WHAT YOU NEED TO DO: Take the line with "Note: mark the round" and the rest of the lines after it, to the end of the entries, and restate them exactly.

DATASET EXCERPTS:
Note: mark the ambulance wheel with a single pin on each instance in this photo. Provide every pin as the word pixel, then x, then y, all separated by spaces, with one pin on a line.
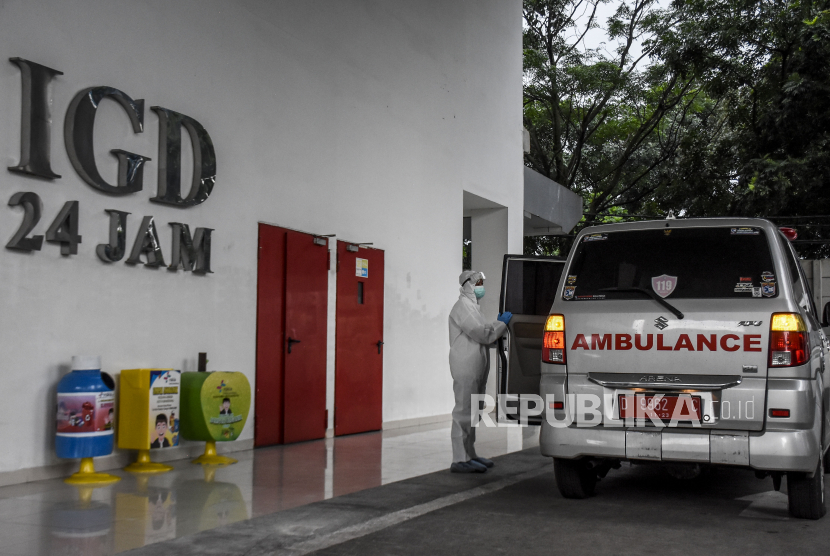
pixel 806 494
pixel 574 478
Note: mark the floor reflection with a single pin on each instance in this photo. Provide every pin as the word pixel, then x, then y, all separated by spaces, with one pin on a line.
pixel 51 518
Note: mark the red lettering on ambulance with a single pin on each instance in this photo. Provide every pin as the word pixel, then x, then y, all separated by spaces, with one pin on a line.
pixel 752 342
pixel 622 341
pixel 684 342
pixel 640 346
pixel 726 347
pixel 711 342
pixel 600 342
pixel 580 342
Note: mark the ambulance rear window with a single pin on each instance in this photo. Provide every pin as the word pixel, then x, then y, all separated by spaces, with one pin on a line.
pixel 675 263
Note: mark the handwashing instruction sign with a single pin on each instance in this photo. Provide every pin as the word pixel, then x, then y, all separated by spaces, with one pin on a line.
pixel 164 408
pixel 362 268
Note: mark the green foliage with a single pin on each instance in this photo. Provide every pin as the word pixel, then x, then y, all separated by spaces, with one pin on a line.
pixel 726 112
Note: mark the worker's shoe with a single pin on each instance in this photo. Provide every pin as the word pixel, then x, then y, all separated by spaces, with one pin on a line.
pixel 467 467
pixel 488 463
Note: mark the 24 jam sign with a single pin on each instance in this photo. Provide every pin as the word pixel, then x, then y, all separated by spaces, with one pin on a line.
pixel 189 252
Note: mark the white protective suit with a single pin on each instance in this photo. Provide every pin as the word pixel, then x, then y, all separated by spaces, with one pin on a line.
pixel 470 339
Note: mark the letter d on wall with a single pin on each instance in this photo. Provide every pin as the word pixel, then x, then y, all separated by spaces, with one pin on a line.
pixel 170 160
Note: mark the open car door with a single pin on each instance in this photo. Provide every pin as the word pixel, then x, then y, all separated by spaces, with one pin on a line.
pixel 528 288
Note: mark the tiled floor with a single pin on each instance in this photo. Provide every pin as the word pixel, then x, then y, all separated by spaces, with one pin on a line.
pixel 50 517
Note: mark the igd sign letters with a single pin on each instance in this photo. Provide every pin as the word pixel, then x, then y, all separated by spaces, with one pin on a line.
pixel 190 252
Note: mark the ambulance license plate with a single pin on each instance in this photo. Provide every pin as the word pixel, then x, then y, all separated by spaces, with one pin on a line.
pixel 661 406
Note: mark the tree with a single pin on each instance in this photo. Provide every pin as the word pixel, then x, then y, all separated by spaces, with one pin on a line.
pixel 766 65
pixel 602 122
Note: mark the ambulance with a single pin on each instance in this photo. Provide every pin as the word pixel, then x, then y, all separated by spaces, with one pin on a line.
pixel 692 343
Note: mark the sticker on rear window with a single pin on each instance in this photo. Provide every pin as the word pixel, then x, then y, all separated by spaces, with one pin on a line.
pixel 745 231
pixel 664 284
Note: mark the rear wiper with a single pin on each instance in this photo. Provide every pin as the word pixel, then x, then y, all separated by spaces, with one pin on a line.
pixel 650 294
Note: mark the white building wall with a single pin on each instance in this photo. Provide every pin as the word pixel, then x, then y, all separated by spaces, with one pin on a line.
pixel 362 118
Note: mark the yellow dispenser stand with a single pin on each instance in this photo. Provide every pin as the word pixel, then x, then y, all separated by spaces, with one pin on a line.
pixel 144 465
pixel 210 457
pixel 87 475
pixel 148 395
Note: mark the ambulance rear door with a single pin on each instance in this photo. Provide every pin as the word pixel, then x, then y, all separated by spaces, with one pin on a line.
pixel 529 285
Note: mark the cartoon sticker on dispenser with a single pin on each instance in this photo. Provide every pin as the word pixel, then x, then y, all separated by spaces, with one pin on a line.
pixel 164 405
pixel 89 412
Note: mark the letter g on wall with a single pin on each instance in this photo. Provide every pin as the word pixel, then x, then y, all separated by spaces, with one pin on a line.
pixel 78 130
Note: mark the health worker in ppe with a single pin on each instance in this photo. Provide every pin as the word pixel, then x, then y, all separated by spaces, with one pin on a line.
pixel 470 339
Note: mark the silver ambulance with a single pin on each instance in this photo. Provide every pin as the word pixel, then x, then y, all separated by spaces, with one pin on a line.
pixel 687 342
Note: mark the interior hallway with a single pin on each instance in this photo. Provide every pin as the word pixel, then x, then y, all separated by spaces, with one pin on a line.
pixel 50 517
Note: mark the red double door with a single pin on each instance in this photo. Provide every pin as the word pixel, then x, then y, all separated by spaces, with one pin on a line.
pixel 292 303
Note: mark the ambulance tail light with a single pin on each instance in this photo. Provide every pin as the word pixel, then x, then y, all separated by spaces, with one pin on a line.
pixel 553 350
pixel 788 343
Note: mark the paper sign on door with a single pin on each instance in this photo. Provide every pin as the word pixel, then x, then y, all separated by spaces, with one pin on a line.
pixel 362 268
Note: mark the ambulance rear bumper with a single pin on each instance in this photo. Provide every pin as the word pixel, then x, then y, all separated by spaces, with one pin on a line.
pixel 793 450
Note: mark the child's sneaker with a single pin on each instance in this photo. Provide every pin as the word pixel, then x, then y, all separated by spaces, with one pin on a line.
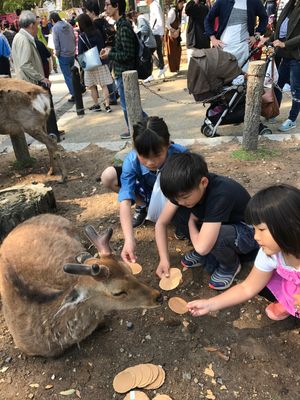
pixel 223 278
pixel 139 216
pixel 276 312
pixel 287 125
pixel 95 108
pixel 192 260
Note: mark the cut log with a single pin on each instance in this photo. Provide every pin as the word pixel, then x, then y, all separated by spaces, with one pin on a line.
pixel 18 203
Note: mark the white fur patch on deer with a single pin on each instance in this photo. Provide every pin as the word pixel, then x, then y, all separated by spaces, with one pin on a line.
pixel 50 301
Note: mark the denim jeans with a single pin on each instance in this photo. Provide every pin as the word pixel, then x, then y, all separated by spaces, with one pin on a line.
pixel 159 62
pixel 120 87
pixel 289 72
pixel 66 63
pixel 235 242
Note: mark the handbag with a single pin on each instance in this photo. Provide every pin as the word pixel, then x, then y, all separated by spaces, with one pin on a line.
pixel 269 103
pixel 90 59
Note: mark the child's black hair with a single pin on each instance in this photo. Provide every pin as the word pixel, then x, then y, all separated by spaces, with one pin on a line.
pixel 278 207
pixel 182 173
pixel 150 136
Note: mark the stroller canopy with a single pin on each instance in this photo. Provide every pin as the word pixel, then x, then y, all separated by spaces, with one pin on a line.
pixel 210 71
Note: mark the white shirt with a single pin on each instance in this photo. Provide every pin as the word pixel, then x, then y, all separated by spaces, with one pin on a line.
pixel 156 19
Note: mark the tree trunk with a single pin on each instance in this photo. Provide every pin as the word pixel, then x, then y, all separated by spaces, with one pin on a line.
pixel 132 98
pixel 18 203
pixel 255 75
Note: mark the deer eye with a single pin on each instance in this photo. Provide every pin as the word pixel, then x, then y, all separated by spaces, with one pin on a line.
pixel 121 293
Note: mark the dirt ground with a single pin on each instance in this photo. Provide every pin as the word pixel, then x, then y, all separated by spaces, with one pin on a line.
pixel 251 357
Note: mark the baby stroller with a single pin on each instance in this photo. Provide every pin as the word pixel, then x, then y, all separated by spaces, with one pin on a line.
pixel 214 77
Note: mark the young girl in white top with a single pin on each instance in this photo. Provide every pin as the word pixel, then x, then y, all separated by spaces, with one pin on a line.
pixel 275 214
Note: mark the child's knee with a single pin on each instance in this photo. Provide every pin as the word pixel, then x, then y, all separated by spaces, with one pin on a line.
pixel 109 178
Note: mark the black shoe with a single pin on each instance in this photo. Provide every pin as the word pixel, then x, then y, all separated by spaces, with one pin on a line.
pixel 95 108
pixel 139 216
pixel 125 135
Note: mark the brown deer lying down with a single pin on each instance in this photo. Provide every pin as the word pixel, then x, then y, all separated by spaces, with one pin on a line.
pixel 50 302
pixel 24 108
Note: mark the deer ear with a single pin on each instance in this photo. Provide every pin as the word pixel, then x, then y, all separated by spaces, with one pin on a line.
pixel 100 241
pixel 95 270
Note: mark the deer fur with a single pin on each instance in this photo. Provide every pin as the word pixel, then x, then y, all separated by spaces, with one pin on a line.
pixel 47 309
pixel 25 108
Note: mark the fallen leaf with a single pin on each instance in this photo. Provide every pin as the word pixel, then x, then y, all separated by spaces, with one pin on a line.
pixel 208 371
pixel 68 392
pixel 47 387
pixel 210 349
pixel 210 395
pixel 222 355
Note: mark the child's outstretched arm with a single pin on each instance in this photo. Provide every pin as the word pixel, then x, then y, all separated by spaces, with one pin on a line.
pixel 161 238
pixel 128 251
pixel 244 291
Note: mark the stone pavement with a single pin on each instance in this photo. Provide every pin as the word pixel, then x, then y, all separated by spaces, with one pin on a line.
pixel 167 98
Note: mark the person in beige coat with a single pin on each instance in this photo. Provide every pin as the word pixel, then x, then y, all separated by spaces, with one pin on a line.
pixel 28 64
pixel 27 61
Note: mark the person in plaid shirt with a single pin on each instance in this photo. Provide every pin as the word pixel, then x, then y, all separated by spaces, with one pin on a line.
pixel 122 53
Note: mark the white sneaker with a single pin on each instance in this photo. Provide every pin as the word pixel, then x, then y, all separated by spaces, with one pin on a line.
pixel 149 79
pixel 161 72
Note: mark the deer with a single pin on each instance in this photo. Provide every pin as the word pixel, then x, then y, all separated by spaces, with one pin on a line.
pixel 54 293
pixel 24 108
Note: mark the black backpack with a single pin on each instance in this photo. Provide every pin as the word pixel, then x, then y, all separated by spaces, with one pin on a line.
pixel 144 63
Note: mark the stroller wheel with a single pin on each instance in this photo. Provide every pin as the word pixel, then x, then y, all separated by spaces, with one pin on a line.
pixel 207 131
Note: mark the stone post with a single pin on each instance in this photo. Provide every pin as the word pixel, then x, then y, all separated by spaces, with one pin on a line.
pixel 132 98
pixel 256 74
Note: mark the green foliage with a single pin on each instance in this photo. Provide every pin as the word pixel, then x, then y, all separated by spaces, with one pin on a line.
pixel 262 153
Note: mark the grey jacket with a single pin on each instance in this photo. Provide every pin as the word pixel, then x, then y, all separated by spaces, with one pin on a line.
pixel 64 39
pixel 27 61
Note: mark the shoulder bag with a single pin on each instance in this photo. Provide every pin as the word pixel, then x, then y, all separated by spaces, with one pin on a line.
pixel 90 59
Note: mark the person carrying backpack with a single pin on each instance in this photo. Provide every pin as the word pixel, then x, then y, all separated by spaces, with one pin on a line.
pixel 123 52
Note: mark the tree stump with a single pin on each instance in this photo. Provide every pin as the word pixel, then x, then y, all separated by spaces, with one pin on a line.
pixel 255 78
pixel 18 203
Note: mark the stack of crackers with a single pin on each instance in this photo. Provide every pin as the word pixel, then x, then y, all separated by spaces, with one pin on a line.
pixel 147 376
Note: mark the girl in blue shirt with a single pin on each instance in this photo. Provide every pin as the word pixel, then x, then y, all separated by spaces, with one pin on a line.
pixel 134 181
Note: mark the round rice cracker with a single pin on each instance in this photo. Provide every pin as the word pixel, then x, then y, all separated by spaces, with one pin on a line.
pixel 159 380
pixel 123 382
pixel 178 305
pixel 172 281
pixel 135 268
pixel 136 372
pixel 147 375
pixel 136 395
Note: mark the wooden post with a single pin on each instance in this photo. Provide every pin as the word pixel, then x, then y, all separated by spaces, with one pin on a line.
pixel 132 98
pixel 256 74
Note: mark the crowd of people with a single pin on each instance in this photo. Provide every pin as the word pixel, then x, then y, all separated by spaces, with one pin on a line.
pixel 215 213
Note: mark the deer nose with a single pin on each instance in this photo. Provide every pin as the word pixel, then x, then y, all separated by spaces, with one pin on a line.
pixel 160 298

EXPECTED ANSWER:
Note: mark the round rice cracker with a single pin on each instance in this photo. Provide every pin as the word pixel, then x, then y, all separated by spaces, with one pin on a line.
pixel 159 380
pixel 123 382
pixel 178 305
pixel 172 281
pixel 135 268
pixel 136 372
pixel 147 375
pixel 136 395
Note: mark the wooden post with a single pin on each instance in this photo. Provide every pin as the word pixel, then x, then y, all separated by spaces, with one pin on a line.
pixel 132 98
pixel 256 74
Note: mark the crowd of people with a single pin on each instance in this photo. Provide every pin as the word pixel, then x, then y, all separated by spaces, with one pin on a line.
pixel 215 213
Note: mark the deer nose with a single pin on each instance in this photo. Provide every pin as the word pixel, then x, then y, all separated by spaces, with one pin on a line.
pixel 160 298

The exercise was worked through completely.